Development & Aid, Headlines, Health, Latin America & the Caribbean

HAITI: Health Workers Scramble to Keep Cholera out of Crowded Camps

Ansel Herz

PORT-AU-PRINCE, Oct 22 2010 (IPS) - Some 1.3 million people have lived in makeshift camps throughout Port-au-Prince since the January earthquake devastated the city. Living conditions are “appalling”, according a recent report by Refugees International.

Spread through the ingestion of contaminated water, cholera is widely known as a disease of poverty. Credit: UN Photo

Spread through the ingestion of contaminated water, cholera is widely known as a disease of poverty. Credit: UN Photo

But one bright spot of the multi-billion-dollar relief effort, touted by the United Nations and Haitian President Rene Preval, has been the prevention of the spread of a highly infectious, catastrophic disease.

Until now.

At least 160 people have died this week from an outbreak of cholera in the central Artibonite region, according to Zanmi Lasante, the Haitian arm of renowned health organisation Partners in Health.

The fear now is that the disease will reach Port-au-Prince and wreak havoc in the crowded camps by contaminating the water.

There are already six suspected cases of the illness in the capital city, Monica Ferreira, a Portuguese medic, told IPS on Friday. Her team has operated a health clinic for quake victims since January.


“All defensive countermeasures should immediately focus on Cite Soleil and Lafiteau if they want to save Port-au- Prince,” said Dr. James Wilson of the Haiti Epidemic Advisory System (HEAS).

A HEAS partner reported that a market woman and child died from cholera in the small town of Lafiteau, just 25 kilometres from the capital.

### Data supplied:

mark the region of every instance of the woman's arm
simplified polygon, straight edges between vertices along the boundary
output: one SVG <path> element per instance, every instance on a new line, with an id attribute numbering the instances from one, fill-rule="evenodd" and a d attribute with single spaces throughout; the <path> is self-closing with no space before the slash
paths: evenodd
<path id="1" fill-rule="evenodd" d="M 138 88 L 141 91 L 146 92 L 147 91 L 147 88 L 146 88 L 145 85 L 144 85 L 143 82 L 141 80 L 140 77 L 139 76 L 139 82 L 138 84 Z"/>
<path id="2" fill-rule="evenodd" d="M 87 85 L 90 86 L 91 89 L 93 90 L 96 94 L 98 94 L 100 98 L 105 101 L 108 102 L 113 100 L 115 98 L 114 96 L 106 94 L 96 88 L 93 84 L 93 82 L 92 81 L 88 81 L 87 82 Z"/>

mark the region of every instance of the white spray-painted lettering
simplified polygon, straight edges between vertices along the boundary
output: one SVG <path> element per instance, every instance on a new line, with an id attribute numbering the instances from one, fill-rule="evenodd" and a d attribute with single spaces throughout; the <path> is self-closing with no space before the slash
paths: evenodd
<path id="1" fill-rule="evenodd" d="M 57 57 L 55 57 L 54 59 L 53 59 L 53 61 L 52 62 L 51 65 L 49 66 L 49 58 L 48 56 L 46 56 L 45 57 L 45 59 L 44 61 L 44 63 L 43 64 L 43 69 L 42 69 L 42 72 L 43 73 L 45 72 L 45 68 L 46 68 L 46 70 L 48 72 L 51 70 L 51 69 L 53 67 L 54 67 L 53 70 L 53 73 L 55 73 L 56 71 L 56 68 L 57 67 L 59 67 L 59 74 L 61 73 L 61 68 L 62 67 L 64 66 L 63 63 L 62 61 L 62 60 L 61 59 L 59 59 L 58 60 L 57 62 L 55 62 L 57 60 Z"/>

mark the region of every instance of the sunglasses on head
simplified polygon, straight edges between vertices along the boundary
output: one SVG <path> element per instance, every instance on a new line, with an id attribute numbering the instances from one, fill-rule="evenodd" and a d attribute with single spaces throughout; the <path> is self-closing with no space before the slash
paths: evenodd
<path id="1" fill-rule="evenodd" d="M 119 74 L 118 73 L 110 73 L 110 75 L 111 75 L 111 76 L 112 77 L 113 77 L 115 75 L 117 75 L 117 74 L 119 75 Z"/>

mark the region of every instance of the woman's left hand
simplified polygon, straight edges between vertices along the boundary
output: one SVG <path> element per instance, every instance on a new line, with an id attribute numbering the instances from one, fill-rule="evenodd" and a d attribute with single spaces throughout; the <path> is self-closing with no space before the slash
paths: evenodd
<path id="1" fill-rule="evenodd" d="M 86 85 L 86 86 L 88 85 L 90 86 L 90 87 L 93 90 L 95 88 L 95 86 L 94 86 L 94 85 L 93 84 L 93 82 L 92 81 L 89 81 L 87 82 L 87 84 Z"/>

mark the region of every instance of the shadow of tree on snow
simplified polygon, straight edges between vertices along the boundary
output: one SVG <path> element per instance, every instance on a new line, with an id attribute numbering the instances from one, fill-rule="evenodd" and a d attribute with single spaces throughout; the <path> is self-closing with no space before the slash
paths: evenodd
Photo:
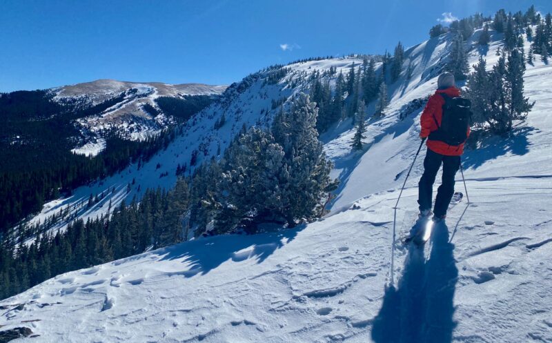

### Work item A:
Echo the stretch of the Haiti cholera article from "The fear now" through "victims since January.", word for word.
### Work item B:
According to the Haiti cholera article, how many people have lived in makeshift camps throughout Port-au-Prince since the January earthquake?
The data play no part in this work.

### Worked solution A:
The fear now is that the disease will reach Port-au-Prince and wreak havoc in the crowded camps by contaminating the water.

There are already six suspected cases of the illness in the capital city, Monica Ferreira, a Portuguese medic, told IPS on Friday. Her team has operated a health clinic for quake victims since January.

### Worked solution B:
Some 1.3 million people.